▶ [Direction] Pull out every line in the records below that contains the word "insect" and copy each one in full. Matching is case-sensitive.

▶ [Data excerpts]
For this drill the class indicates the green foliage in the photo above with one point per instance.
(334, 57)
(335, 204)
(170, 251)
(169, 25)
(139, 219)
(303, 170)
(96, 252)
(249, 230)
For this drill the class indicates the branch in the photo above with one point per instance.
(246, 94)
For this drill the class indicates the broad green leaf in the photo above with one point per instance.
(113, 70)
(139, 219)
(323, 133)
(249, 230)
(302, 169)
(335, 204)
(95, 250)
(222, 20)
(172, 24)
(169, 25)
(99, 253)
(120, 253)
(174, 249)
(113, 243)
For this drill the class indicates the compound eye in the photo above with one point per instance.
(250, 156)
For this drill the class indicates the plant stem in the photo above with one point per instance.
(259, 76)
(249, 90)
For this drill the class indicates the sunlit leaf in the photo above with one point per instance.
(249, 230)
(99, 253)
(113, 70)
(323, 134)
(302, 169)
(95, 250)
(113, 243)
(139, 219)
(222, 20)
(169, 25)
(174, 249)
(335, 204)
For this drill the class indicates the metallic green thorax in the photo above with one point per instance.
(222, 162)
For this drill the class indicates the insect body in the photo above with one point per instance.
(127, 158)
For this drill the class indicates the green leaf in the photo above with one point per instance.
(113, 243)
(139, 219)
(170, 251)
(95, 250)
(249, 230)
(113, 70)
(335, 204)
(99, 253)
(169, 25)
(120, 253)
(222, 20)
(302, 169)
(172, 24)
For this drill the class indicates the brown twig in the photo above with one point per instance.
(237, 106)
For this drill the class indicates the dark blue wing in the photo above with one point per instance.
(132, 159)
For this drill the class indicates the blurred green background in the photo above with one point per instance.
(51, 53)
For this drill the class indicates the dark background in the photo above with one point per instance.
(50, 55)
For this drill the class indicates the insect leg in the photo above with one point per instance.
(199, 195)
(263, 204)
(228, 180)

--

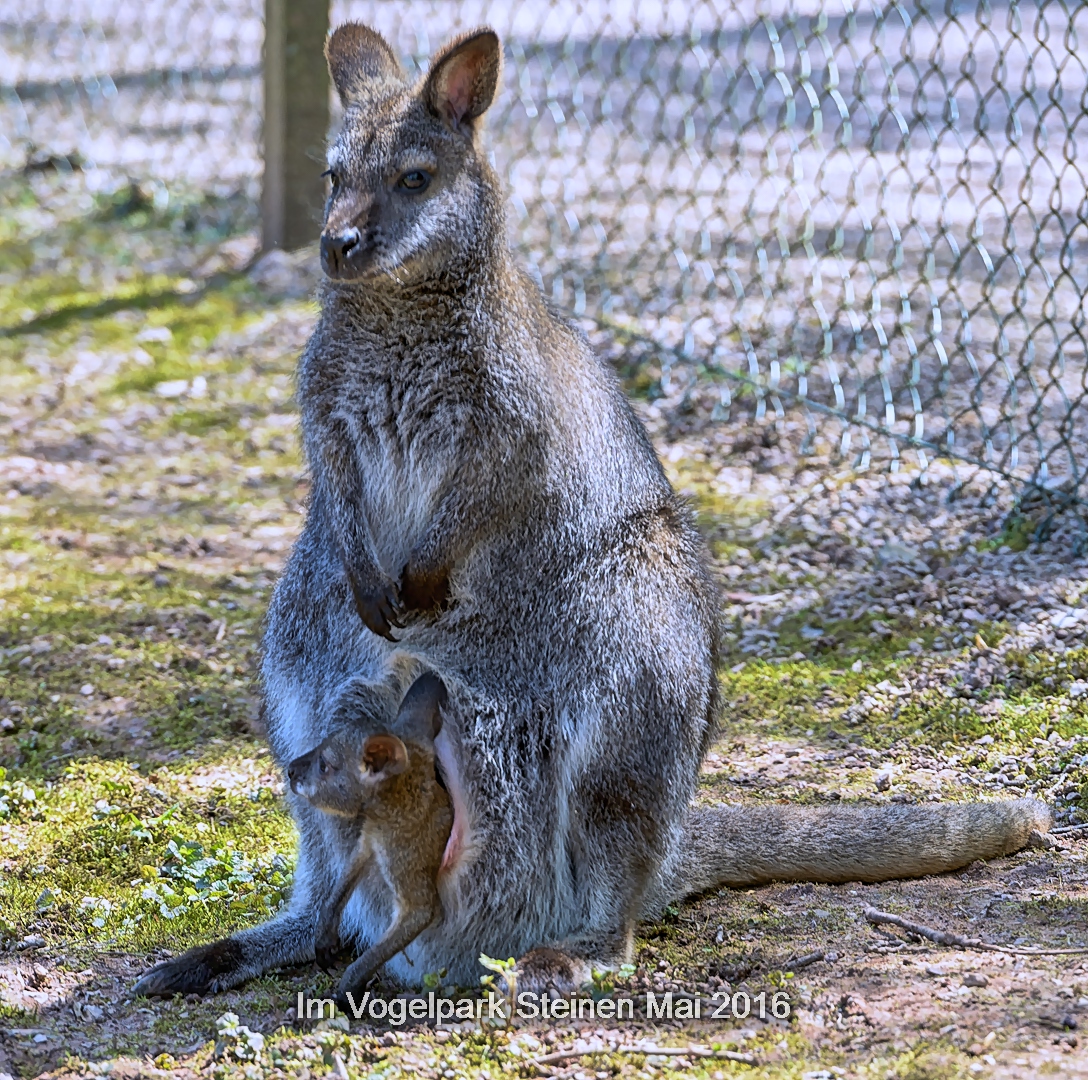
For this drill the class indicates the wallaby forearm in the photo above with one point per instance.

==

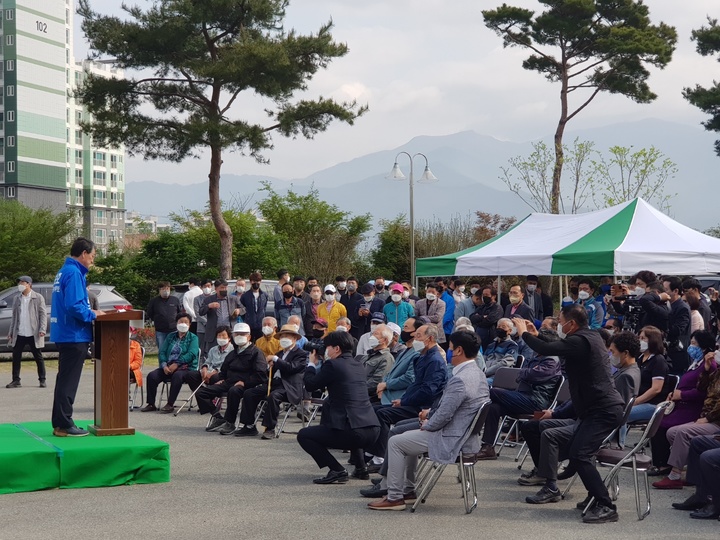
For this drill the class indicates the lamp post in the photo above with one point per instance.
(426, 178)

▶ [Answer in full]
For this drill the class indicates the insect body in the photo above with one point per instance.
For this drill the class indicates the insect leg in the photo above with one point per instance.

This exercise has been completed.